- _Texte fourni_

Alors qu’il était dans sa chambre à l’hôpital, ressassant ces pensées moroses, Feng l’appela depuis la maternité pour lui apprendre la nouvelle, la seule qui puisse encore sauver leur couple : depuis quelques heures, il était père d’un garçon en parfaite santé !  Mais la bonne nouvelle arrivait trop tard : avec sa mère, Zhang Ying avait déjà décidé que l’enfant n’était pas de lui. À Feng qui lui demandait d’aller au bureau d’Etat civil pour reconnaître leur fils, il déclina sèchement : il n’avait « aucun moyen de  reconnaître l’enfant illégitime » (无发认领, wúfā rènlǐng). Et vu les circonstances, elle comprendrait bien qu’il ne puisse contribuer en quoi que ce soit aux frais de subsistance et d’éducation du rejeton. Et il raccrocha. 

Soutenue par ses parents et ses frères, Feng était blessée et triplement lésée, ayant perdu cette fois définitivement mari, honneur, et soutien pour cette bouche à nourrir. Régulièrement, elle le rappelait chez lui pour insister que Pingping était bien son fils. Mais Zhang Ying, ou sa mère, raccrochait en entendant sa voix.

Deux ans passèrent jusqu’à ce jour de mai 2018 où Zhang et les siens décidèrent de divorcer et convoquèrent Feng Mei au tribunal, selon la procédure en cas de désaccord. Face au juge, le mari offrait à titre de compromis, de reconnaître l’enfant, de payer pension, et de laisser la garde à son ex-femme, si elle, de son côté, acceptait un test génétique, histoire d’en avoir le cœur net.

Et c’est alors que Feng Mei sortit son arme secrète, longuement affûtée : elle acceptait le test ADN, mais à une condition. Devant notaire, chacun mettrait 300.000 ¥ comme enjeu du pari, et comme compensation pour la souffrance psychologique du gagnant. Si Pingping n’était pas de lui, l’argent serait pour Zhang Ying. Mais s’il était de lui, et s’il l’avait injustement accusée, ce serait elle qui raflerait la mise ! L’annonce du pari avait laissé Zhang ahuri, écarquillant les yeux et regardant ses parents perplexe. Quand le juge lui demanda s’il relevait le pari, il ne sut que balbutier que « non, il ne pouvait pas ».

- _Consigne_
Poursuivez le récit du différend entre Feng Mei et Zhang Ying au sujet de la paternité de Pingping, en reprenant après sa dernière phrase.

- _Données sources_
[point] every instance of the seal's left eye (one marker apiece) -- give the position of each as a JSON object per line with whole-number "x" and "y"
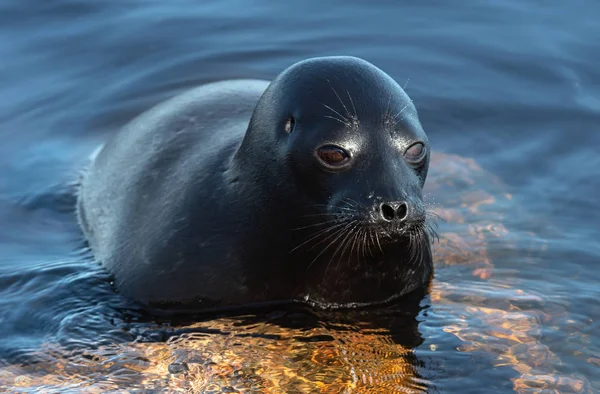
{"x": 415, "y": 153}
{"x": 333, "y": 155}
{"x": 289, "y": 125}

- _Résultat_
Ce faisant bien sûr, il se mettait dans la pire des situations. Face au juge, il admettait n’être plus si sûr de l’infidélité de sa femme, tout en persistant à réclamer la séparation. « La prostatite du mari, statua le magistrat, n’était pas en soi la preuve d’une infidélité de son épouse ». Et comme le test ne pouvait pas être imposé en l’absence d’unanimité, le divorce fut prononcé aux dépends du mari, astreint au paiement d’une pension et perdant la garde de l’enfant. La chance avait tourné en faveur de Feng Mei, qui récupérait tout – pension, enfant, honneur ! Et plus personne désormais ne pouvait lui contester le droit d’organiser sa vie et celle de son fils, comme elle l’entendait.

 Pour arriver à cette renaissance, il en avait fallu, des orages, des humiliations et des pleurs. Mais Feng a gagné. En prenant les bonnes décisions avec courage et tête froide, elle s’est moqué du « qu’en dira-t-on ». Zhang Ying lui reste emberlificoté, sous l’emprise de sa mère. Tout cela pour n’avoir jamais su se libérer de ses privilèges d’enfant unique et gâté, ni assumer ses responsabilités d’adulte.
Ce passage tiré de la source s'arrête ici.